Условие задачи -
Ответьте по отрывку на вопросы:
1. Где Пастернак провел неделю с женой?
2. В каком году, по словам отрывка, началась опала Пастернака?
3. Где Пастернак жил до тридцать пятого года?

Отрывок -

----------

Как ни странно, после недели, проведенной с женой в «Европейской», Пастернак до некоторой степени излечился.А дальше возобновилась работа над прозой, и ему стало легче. В тридцать шестом над его головой прогремели последние громы большой славы — и началась сначала тихая, а потом все более явная опала. То есть он вернулся наконец в обстановку, к которой привык и о которой мечтал: от него ничего больше не ждали сверх того, что он умел и любил делать.
1
История умалчивает, кому принадлежит светлая мысль разбить под Москвой писательский дачный поселок. Эта мера естественно вписывается в литературную политику середины тридцатых — заключавшуюся главным образом в осыпании милостями. Шел тщательно организованный советский ренессанс. Отщепенцы временно были прощены. Разгромленный организационно, РАПП еще не подвергался репрессиям; попутчиков не просто реабилитировали, но выдвинули на первые роли. Писатели приравнивались к ударникам труда — и точно так же, как ударники, объединялись в бригады; выезды «на объекты» — в Среднюю Азию, Белоруссию, на стройки третьей пятилетки,— приняли массовый характер. Очень много ездили и ели. Деятели культуры становились особой кастой. В Москве появились дома художников, актеров, писателей — последние получили роскошный дом в Лаврушинском; не забудем, что до тридцать пятого Пастернак жил в коммуналке, на Волхонке, отдав отдельную квартиру на Тверской первой жене и сыну. Теперь он получил отдельную квартиру в Лаврушинском, но этим дело не ограничилось. Апофеозом прикорма стало строительство на одной из живописнейших станций Киевской железной дороги «Городка писателей».

----------

Исходные данные -

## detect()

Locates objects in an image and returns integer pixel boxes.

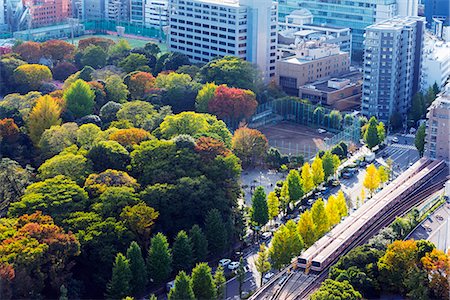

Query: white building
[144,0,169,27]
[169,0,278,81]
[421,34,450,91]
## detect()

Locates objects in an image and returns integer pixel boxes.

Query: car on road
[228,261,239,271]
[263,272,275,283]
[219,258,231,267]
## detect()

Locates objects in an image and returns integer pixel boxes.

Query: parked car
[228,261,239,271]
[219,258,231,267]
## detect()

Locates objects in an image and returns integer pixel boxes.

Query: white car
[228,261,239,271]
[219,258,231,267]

----------

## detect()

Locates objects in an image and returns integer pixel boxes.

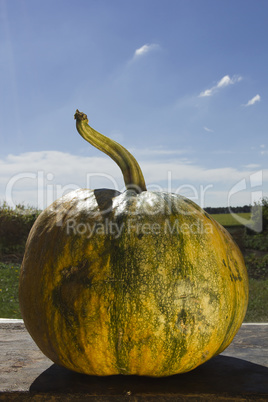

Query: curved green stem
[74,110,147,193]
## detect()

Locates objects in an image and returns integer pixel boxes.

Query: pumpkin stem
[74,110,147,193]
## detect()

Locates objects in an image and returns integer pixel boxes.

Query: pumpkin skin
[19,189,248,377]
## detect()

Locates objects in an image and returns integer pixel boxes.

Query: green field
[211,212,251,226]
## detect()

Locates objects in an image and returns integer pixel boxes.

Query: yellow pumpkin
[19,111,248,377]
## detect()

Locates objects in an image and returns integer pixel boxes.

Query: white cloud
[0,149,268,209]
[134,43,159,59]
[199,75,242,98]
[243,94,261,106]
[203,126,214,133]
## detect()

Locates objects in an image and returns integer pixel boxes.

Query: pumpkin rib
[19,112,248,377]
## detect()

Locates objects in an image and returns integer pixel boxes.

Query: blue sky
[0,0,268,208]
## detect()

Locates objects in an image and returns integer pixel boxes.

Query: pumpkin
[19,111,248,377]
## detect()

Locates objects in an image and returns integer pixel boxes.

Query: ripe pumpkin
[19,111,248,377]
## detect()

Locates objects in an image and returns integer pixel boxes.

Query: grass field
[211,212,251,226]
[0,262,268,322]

----------

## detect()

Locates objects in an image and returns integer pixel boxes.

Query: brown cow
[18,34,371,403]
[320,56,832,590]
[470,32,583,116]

----------

Разбор ответа -
1. В «Европейской».
2. В тридцать шестом.
3. В коммуналке на Волхонке.